▶ [Required task] Rewrite every line of the entries below as a JSON list of strings, one string per line, leaving out the blank lines.

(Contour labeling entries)
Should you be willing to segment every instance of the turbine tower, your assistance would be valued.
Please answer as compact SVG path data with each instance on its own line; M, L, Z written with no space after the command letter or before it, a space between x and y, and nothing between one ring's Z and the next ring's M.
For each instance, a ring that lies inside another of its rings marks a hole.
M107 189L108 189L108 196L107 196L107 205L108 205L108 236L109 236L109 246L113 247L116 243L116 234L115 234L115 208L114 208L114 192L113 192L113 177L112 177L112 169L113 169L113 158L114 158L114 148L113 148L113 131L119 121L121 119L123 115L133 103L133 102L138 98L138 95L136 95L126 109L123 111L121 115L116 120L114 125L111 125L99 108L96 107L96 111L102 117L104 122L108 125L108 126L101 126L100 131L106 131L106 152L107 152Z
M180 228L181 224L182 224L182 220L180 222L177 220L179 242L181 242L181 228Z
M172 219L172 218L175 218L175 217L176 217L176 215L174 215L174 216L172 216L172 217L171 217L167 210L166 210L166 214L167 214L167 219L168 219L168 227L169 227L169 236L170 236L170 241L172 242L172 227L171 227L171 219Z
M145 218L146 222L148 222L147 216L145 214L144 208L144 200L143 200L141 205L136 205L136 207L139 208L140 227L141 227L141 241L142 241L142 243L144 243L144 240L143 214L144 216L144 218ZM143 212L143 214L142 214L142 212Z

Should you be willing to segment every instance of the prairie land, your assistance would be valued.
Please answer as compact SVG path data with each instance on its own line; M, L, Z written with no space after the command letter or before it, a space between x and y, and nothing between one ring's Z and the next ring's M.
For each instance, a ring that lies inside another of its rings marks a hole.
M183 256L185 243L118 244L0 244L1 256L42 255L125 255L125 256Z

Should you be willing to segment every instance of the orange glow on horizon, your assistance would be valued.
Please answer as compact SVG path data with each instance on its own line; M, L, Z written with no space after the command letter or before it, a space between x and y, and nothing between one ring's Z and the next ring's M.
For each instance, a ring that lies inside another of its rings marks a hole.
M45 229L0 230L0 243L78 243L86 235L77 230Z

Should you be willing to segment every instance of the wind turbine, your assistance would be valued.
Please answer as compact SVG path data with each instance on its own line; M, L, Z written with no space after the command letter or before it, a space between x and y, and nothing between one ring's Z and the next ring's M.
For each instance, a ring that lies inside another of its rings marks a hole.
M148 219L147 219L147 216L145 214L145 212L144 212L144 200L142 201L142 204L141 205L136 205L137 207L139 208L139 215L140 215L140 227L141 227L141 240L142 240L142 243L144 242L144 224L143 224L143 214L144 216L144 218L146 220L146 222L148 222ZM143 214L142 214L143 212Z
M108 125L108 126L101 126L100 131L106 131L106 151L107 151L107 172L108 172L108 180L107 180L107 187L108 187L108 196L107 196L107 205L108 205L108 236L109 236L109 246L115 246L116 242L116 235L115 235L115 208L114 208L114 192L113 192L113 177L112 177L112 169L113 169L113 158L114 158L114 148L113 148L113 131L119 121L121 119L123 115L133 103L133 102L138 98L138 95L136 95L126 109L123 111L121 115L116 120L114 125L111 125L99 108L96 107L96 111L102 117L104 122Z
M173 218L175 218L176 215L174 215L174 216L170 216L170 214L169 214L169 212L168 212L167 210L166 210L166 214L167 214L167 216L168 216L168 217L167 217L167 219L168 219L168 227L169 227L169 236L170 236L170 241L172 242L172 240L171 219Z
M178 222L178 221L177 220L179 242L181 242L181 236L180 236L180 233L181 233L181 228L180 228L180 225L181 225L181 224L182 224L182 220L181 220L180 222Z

▶ [Response]
[
  "Should you be willing to segment every instance of the turbine tower, your assistance would be valued.",
  "Please answer as compact SVG path data with each instance on its own line; M, L, Z written with no space after the command letter or before it, a space between x and y, and nothing between one ring's Z and the next ring's M.",
  "For each instance, a ring that lies inside another of its rings marks a hole.",
  "M107 189L108 189L108 196L107 196L107 205L108 205L108 236L109 236L109 246L113 247L116 243L116 234L115 234L115 208L114 208L114 192L113 192L113 177L112 177L112 169L113 169L113 158L114 158L114 148L113 148L113 131L119 121L121 119L123 115L133 103L133 102L138 98L138 95L136 95L126 109L123 111L121 115L116 120L114 125L111 125L99 108L96 107L96 111L102 117L104 122L108 125L108 126L101 126L100 131L106 131L106 152L107 152Z",
  "M180 228L181 224L182 224L182 220L180 222L177 220L179 242L181 242L181 228Z",
  "M172 219L172 218L175 218L175 217L176 217L176 215L174 215L174 216L172 216L172 217L171 217L167 210L166 210L166 214L167 214L167 219L168 219L168 227L169 227L169 236L170 236L170 241L172 242L172 227L171 227L171 219Z",
  "M145 218L146 222L148 222L147 216L145 214L144 208L144 200L143 200L141 205L136 205L136 207L139 208L140 227L141 227L141 241L142 241L142 243L144 243L144 240L143 214L144 216L144 218ZM143 212L143 214L142 214L142 212Z",
  "Should you be willing to segment every instance of the prairie land, your assistance would be valued.",
  "Please answer as compact SVG path data with each instance on its own line; M, L, Z written with no space after the command letter or before it, a space between x and y, and nothing between one ring's Z and the next ring's M.",
  "For each instance, a ring that lies inside another of its rings marks a hole.",
  "M183 256L185 243L118 244L0 244L1 256L42 255L125 255L125 256Z",
  "Should you be willing to segment every instance of the orange glow on horizon, your assistance would be valued.",
  "Please answer as compact SVG path data with each instance on its own line; M, L, Z written with no space after the command letter or before it, a space between x and y, and nothing between one ring's Z and the next ring's M.",
  "For each instance, a ring that lies inside another of its rings marks a hole.",
  "M45 229L0 230L0 243L78 243L86 235L77 230Z",
  "Should you be willing to segment every instance of the wind turbine, your assistance would be valued.",
  "Please answer as compact SVG path data with each instance on its own line; M, L, Z written with no space after the command letter or before it, a space between x and y, and nothing between one ring's Z and the next ring's M.",
  "For each instance, a ring that lies inside another of its rings marks a hole.",
  "M148 219L147 219L147 216L145 214L145 212L144 212L144 200L142 201L142 204L141 205L136 205L137 207L139 208L139 215L140 215L140 227L141 227L141 240L142 240L142 243L144 242L144 224L143 224L143 214L144 216L144 218L146 220L146 222L148 222ZM143 214L142 214L143 212Z",
  "M108 125L108 126L101 126L100 131L106 131L106 151L107 151L107 172L108 172L108 180L107 180L107 187L108 187L108 196L107 196L107 205L108 205L108 236L109 236L109 246L115 246L116 242L116 235L115 235L115 208L114 208L114 192L113 192L113 177L112 177L112 169L113 169L113 158L114 158L114 148L113 148L113 131L119 121L121 119L123 115L133 103L133 102L138 98L138 95L136 95L126 109L123 111L121 115L116 120L114 125L111 125L99 108L96 107L96 111L102 117L104 122Z",
  "M173 218L175 218L176 215L174 215L174 216L170 216L170 214L169 214L169 212L168 212L167 210L166 210L166 214L167 214L167 216L168 216L168 217L167 217L167 219L168 219L168 227L169 227L169 236L170 236L170 241L172 242L172 240L171 219Z",
  "M178 222L178 221L177 220L179 242L181 242L181 236L180 236L180 233L181 233L181 228L180 228L180 225L181 225L181 224L182 224L182 220L181 220L180 222Z"
]